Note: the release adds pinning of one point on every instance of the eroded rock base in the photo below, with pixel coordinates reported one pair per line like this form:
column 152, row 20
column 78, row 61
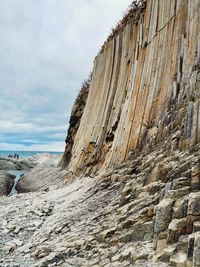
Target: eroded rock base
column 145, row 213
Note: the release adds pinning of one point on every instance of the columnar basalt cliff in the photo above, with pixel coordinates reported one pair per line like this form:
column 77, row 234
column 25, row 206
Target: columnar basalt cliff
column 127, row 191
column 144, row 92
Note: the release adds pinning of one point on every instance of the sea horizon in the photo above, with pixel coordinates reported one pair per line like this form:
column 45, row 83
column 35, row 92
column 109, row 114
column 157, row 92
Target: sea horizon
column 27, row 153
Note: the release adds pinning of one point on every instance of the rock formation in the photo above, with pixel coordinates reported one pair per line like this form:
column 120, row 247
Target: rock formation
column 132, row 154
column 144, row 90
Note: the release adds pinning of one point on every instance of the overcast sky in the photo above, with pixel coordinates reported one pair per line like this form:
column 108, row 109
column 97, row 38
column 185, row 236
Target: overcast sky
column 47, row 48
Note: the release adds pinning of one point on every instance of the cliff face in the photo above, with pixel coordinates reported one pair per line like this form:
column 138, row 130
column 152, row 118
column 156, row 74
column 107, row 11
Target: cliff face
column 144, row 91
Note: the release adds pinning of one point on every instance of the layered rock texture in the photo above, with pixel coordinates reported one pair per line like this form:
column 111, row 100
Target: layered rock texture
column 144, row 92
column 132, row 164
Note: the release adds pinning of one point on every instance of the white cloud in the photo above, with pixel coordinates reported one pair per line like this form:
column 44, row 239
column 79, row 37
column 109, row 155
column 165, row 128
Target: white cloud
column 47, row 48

※ ※ ※

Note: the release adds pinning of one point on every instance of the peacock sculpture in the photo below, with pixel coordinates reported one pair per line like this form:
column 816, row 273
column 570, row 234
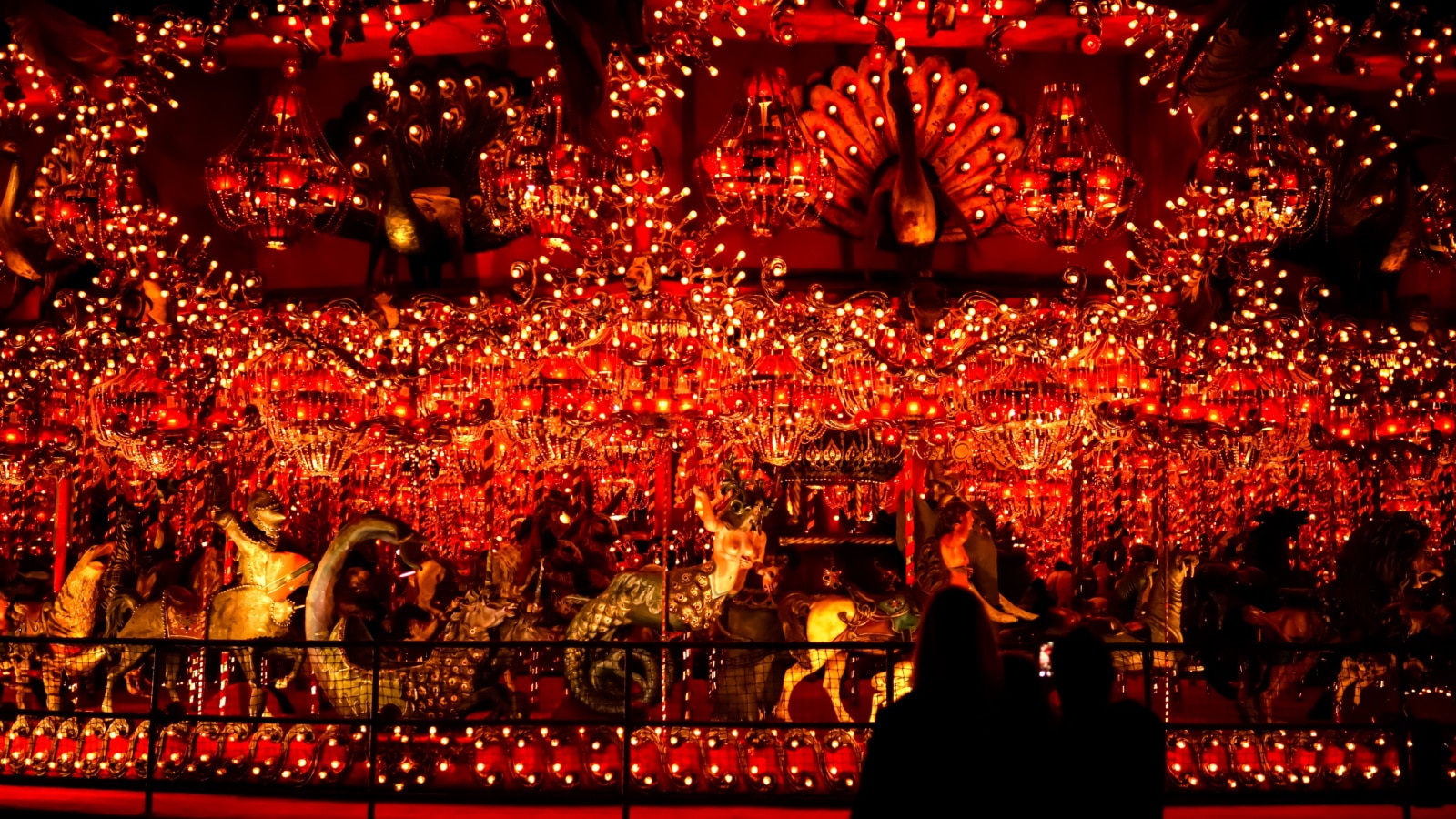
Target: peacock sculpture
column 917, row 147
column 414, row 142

※ ※ ※

● INSTRUCTION
Please repeat the material starting at the line that contains "the sea horizon" and ending at the line that contains "column 132, row 164", with both of those lines included.

● WRITTEN ANSWER
Note: the release adds pinning of one point on every instance of the sea horizon in the photo above, with pixel coordinates reported one pair per line like this form:
column 45, row 83
column 35, row 92
column 109, row 114
column 157, row 92
Target: sea horizon
column 27, row 153
Note: the release adds pinning of one point on every instance of the rock formation in the photo above, with pixel coordinates reported one pair per line like this form:
column 120, row 247
Target: rock formation
column 132, row 154
column 144, row 90
Note: the release adds pinning of one point on every instance of the overcast sky in the photo above, with pixel coordinates reported one pair per line like this form:
column 108, row 109
column 97, row 38
column 185, row 236
Target: overcast sky
column 47, row 48
Note: the release adds pinning of one point on every instance of the cliff face in the photo above, with pixel coordinates reported one pair per line like this form:
column 138, row 130
column 152, row 118
column 156, row 74
column 107, row 11
Target: cliff face
column 144, row 91
Note: the release adds pinning of one point on every instance of the layered rock texture in the photo above, with pixel coordinates reported one pair per line like this form:
column 111, row 100
Target: layered rock texture
column 144, row 92
column 132, row 164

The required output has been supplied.